● **AUSGANGSTEXT**:
============
Die Freude des Torhüters auf den Elfmeter

Ich will Präsident werden und der Korruption in meinem Land ein Ende setzen,” sagte Südamerikas Fußballer des Jahres 1996. Bevor es vielleicht einmal soweit sein könnte, wird er für sein Land nach Frankreich fahren und dort zumindest versuchen das eigene Tor sauber zu halten.
José Luis Felix Chilavert González, 32 Jahre alt, Torwart und paraguayischer Staatsbürger, hat einen großen Anteil daran, daß Paraguay nach zwölf Jahren Wartezeit wieder zur Endrunde einer Fußballweltmeisterschaft fahren wird. Dabei verhinderte Chilavert nicht nur jede Menge Tore gegnerischer Stürmer, er schoß und schießt selber welche: Als der Schiedsrichter kurz vor Ende des Qualifikationsspiels gegen Argentinien Freistoß gepfiffen hatte, schnappte er sich den Ball, legte ihn sich zurecht und zirkelt ihn aus 20 Metern zum 1:1 Endstand ins Tor des argentinischen Gastgebers. Für Chilavert nichts Ungewöhnliches, hat er doch während seiner bisherigen Karriere als Torhüter schon über dreißig Mal ins gegenerische Netz getroffen. Die Mehrzahl davon als sicherer Elfmeterschütze vom ominösen Punkt.
Als Gruppenzweiter hinter Argentinien schaffte Paraguay den Sprung zur WM. Und die Argentinier wurmt es heute noch, daß sie dabei im eigenen Land ausgerechnet gegen Paraguay unentschieden spielten. Der Schütze zum Ausgleich bekommt das fast an jedem Spieltag der Liga zu spüren, denn als Vereinsspieler hütet José Luis Chilavert das Tor des argentinischen Spitzenclubs Vélez Sarsfield. Und auch das mit Erfolg: Beim Abbruch der laufenden Rückrundensaison steht er mit seinem Verein an der Tabellenspitze, hat von sechzehn Spielen nur eines verloren und mit zwölf Gegentreffern die wenigsten Tore von allen kassiert. Zwar fehlen noch drei Spieltage, aber alles spricht für Vélez als Meister, wenn, ja wenn die Runde zu Ende gespielt wird.
Daß die Saison in Argentinien wegen der Gewalt auf den Rängen vorerst abgebrochen wurde, liegt nicht an Chilavert. Aber ein Vorbild im Sinne von ‘Keine Macht den Doofen’ ist Chilavert beileibe nicht. Er gilt als undiszipliniert, arrogant, exzentrisch, cholerisch und als guter Schauspieler. Außerhalb des Spielfeldes wurde er im September 1996, pikanterweise kurz nach seinem 1:1-Ausgleich, von einem argentinischen Zivilgericht zu drei Monaten Gefängnis und einer dreizehnmonatigen Spielsperre verurteilt, weil er zwei Jahre zuvor einen Platzwart verprügelt hatte. Ins Gefängnis ging er allerdings nicht und auch die Spielsperre wurde vom argentinischen Verband ausgesetzt. Während der Qualifikationsrunde wurde er nach einer Faustkampfeinlage gegen den kolumbianischen Spitzenspieler Faustino Asprilla für fünf Spiele gesperrt und auch in der nun ausgesetzten Rückrundensaison stand er wegen unsportlichem Verhaltens nicht alle sechzehn Begegnungen im Tor.
============
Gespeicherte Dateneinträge

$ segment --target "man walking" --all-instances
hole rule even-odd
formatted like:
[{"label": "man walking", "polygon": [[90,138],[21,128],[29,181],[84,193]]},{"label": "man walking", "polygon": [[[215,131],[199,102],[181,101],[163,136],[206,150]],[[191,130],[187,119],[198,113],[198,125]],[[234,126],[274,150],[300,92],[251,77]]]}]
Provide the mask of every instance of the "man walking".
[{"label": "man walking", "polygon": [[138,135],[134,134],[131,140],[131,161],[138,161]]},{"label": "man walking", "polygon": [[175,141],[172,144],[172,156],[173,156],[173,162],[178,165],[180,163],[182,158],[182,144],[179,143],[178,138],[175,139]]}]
============
● **AUFGABEN**:
1. Nenne alle Eigenschaften, die Chilavert laut dem Text über Chilavert zugeschrieben werden.
2. Gib den Text über Chilavert von „Als Gruppenzweiter hinter“ bis „Ende gespielt wird.“ erneut wieder und ersetze dabei „Gegentreffern“ durch „Gegentoren“.
Das Material spielt hierfür keine Rolle.

● **LÖSUNGEN**:
1. undiszipliniert, arrogant, exzentrisch, cholerisch, guter Schauspieler

2.
Als Gruppenzweiter hinter Argentinien schaffte Paraguay den Sprung zur WM. Und die Argentinier wurmt es heute noch, daß sie dabei im eigenen Land ausgerechnet gegen Paraguay unentschieden spielten. Der Schütze zum Ausgleich bekommt das fast an jedem Spieltag der Liga zu spüren, denn als Vereinsspieler hütet José Luis Chilavert das Tor des argentinischen Spitzenclubs Vélez Sarsfield. Und auch das mit Erfolg: Beim Abbruch der laufenden Rückrundensaison steht er mit seinem Verein an der Tabellenspitze, hat von sechzehn Spielen nur eines verloren und mit zwölf Gegentoren die wenigsten Tore von allen kassiert. Zwar fehlen noch drei Spieltage, aber alles spricht für Vélez als Meister, wenn, ja wenn die Runde zu Ende gespielt wird.